Location labeling records
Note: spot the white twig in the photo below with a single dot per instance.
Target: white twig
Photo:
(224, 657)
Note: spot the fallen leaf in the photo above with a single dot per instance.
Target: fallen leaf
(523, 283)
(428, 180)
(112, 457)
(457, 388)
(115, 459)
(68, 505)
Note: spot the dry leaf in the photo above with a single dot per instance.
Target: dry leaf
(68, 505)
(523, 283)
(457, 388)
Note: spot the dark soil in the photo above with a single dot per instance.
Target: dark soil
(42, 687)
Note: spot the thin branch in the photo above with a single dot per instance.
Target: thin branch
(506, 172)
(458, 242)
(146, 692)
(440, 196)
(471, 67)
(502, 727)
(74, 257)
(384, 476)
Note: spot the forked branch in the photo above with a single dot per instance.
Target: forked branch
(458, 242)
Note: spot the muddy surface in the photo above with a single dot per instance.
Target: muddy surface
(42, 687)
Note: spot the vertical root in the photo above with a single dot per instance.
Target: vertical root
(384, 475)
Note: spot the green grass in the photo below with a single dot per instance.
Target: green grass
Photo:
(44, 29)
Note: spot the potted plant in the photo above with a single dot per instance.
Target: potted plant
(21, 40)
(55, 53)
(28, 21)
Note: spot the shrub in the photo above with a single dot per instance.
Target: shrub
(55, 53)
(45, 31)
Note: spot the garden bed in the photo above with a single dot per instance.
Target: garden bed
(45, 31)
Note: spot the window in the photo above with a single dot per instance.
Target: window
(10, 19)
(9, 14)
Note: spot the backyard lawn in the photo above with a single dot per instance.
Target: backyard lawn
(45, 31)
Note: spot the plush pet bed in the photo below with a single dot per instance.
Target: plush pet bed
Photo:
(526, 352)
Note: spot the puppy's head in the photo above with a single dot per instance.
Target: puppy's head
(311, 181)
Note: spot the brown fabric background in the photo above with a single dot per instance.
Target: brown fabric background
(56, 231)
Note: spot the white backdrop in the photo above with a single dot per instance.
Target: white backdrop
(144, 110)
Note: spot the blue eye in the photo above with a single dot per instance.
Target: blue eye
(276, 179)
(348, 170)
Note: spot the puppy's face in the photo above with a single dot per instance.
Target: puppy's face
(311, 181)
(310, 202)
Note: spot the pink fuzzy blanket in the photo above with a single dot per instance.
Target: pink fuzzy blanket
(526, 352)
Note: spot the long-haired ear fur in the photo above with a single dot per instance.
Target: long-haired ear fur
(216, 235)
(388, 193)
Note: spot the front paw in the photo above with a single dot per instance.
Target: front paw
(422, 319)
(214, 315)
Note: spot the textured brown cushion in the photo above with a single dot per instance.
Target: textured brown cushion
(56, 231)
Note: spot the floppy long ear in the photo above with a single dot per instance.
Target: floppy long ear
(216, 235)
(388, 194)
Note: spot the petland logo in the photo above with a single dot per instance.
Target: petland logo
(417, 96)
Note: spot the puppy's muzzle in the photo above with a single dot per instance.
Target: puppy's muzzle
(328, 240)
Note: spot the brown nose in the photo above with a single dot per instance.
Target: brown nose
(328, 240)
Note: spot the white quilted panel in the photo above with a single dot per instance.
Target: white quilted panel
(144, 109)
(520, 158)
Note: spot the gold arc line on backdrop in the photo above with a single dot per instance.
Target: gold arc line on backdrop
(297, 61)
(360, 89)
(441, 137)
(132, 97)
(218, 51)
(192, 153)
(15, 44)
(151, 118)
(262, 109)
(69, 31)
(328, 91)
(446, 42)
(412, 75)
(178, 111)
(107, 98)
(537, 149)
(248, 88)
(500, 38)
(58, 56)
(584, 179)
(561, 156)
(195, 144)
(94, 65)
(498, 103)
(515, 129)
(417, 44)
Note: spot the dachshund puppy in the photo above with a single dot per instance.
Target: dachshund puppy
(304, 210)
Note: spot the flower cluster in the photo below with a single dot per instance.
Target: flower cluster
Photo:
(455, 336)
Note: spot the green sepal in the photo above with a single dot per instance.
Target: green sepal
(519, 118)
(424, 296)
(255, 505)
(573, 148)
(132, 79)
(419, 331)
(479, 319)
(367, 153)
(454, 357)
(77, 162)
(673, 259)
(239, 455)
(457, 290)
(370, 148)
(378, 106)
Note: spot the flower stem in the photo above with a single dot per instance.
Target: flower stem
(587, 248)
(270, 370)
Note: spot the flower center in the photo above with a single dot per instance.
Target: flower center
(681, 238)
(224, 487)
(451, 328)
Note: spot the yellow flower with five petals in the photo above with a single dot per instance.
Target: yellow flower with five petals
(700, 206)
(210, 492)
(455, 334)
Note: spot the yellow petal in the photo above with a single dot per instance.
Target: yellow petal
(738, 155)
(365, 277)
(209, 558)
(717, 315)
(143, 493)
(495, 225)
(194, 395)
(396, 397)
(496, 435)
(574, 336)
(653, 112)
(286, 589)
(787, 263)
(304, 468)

▶ [WHAT TO PRODUCE]:
Please return the listing above line for line, without changing anything.

▶ [WORKED ANSWER]:
Note: spot the white twig in the photo below with a single dot per instance.
Target: white twig
Photo:
(224, 657)
Note: spot the fallen leaf in the photo above with a single dot per instance.
Target: fallen leaf
(523, 283)
(428, 180)
(112, 457)
(457, 388)
(115, 459)
(68, 505)
Note: spot the dry leaf in the photo above with a single dot per instance.
Target: dry leaf
(68, 505)
(523, 283)
(457, 388)
Note: spot the dark soil in the photo above with a single dot per instance.
Target: dark soil
(42, 687)
Note: spot the thin branch in the photo above with a single dot per instance.
Target: thin branch
(506, 172)
(458, 242)
(146, 692)
(440, 196)
(471, 67)
(502, 727)
(74, 257)
(384, 476)
Note: spot the forked branch in the photo above with a single dot per instance.
Target: forked branch
(458, 242)
Note: spot the muddy surface in the photo above with a single dot per instance.
Target: muddy surface
(42, 687)
Note: spot the vertical root in the photo above with a single dot per instance.
Target: vertical root
(384, 475)
Note: spot the green grass in the photo below with a single dot per instance.
Target: green grass
Photo:
(44, 29)
Note: spot the potted plant in the photo above with a single dot per instance.
Target: potted plant
(21, 40)
(55, 53)
(28, 21)
Note: spot the shrub in the photo above with a single dot per instance.
Target: shrub
(55, 53)
(45, 31)
Note: spot the garden bed in the photo above with a single dot per instance.
Target: garden bed
(45, 31)
Note: spot the window in the photo above with a single dot per instance.
Target: window
(10, 19)
(9, 14)
Note: spot the backyard lawn in the photo above with a single dot per instance.
Target: backyard lawn
(45, 31)
Note: spot the plush pet bed in the photo below with a single dot per instance.
Target: plush pet bed
Photo:
(526, 352)
Note: spot the puppy's head in the photo above with a single dot per instance.
Target: puppy's head
(311, 181)
Note: spot the brown fabric background in the photo above with a single dot per instance.
Target: brown fabric background
(56, 231)
Note: spot the white backdrop in the photo above with a single dot per instance.
Target: white backdrop
(144, 110)
Note: spot the blue eye in the photo above with a single dot per instance.
Target: blue eye
(276, 179)
(348, 170)
Note: spot the puppy's face in the photo above with a single dot per instance.
Target: puppy's face
(311, 181)
(310, 202)
Note: spot the pink fuzzy blanket in the photo above with a single dot per instance.
Target: pink fuzzy blanket
(526, 352)
Note: spot the long-haired ear fur in the photo above with a single dot per instance.
Target: long-haired ear fur
(216, 235)
(388, 193)
Note: spot the front paw in the photo above with a single dot per instance.
Target: front paw
(422, 319)
(214, 315)
Note: spot the textured brown cushion in the photo above with a single dot per instance.
Target: textured brown cushion
(56, 231)
Note: spot the floppy long ear in the photo above with a single dot per instance.
Target: floppy long ear
(216, 235)
(388, 194)
Note: spot the petland logo in the photo above with a single dot per instance.
Target: petland logo
(417, 96)
Note: spot the puppy's muzzle in the photo above with a single dot per instance.
Target: puppy's muzzle
(328, 240)
Note: spot the brown nose in the photo above with a single dot per instance.
Target: brown nose
(328, 240)
Note: spot the white quilted panel in the photo above with a single dot per instance.
Target: white quilted panel
(144, 109)
(520, 158)
Note: spot the gold arc line on backdrop in the photo above with a single dot per instance.
Target: gold arc line on backdrop
(297, 61)
(360, 89)
(441, 137)
(132, 97)
(218, 51)
(192, 153)
(15, 44)
(151, 118)
(262, 109)
(69, 31)
(328, 91)
(446, 42)
(412, 75)
(178, 111)
(107, 98)
(537, 149)
(248, 88)
(500, 38)
(58, 56)
(584, 179)
(561, 156)
(195, 144)
(94, 65)
(498, 103)
(515, 129)
(417, 44)
Note: spot the dachshund puppy in the photo above with a single dot per instance.
Target: dachshund puppy
(304, 210)
Note: spot the flower cluster in the photo below with a single dot per instance.
Target: flower cluster
Photo:
(455, 336)
Note: spot the green sepal in the photo above with a single dot per instance.
Target: green sepal
(519, 118)
(424, 296)
(255, 505)
(573, 148)
(132, 79)
(419, 331)
(479, 319)
(367, 153)
(454, 357)
(77, 162)
(673, 259)
(239, 455)
(457, 290)
(370, 148)
(378, 106)
Note: spot the flower stem in the photo above with a single dot per instance.
Target: flower stem
(587, 248)
(270, 370)
Note: spot the flower center in the photo above with a single dot per instance.
Target: flower center
(681, 238)
(224, 487)
(451, 328)
Note: spot the yellow flower with five petals in the photo above with a single dot per instance.
Target: yellow flower with five petals
(700, 206)
(210, 492)
(455, 334)
Note: spot the yellow petal in the photo above with a single dot per instance.
Target: yellow petal
(738, 155)
(365, 277)
(209, 558)
(717, 315)
(143, 493)
(495, 225)
(194, 395)
(396, 397)
(496, 435)
(574, 336)
(653, 112)
(286, 589)
(787, 263)
(304, 468)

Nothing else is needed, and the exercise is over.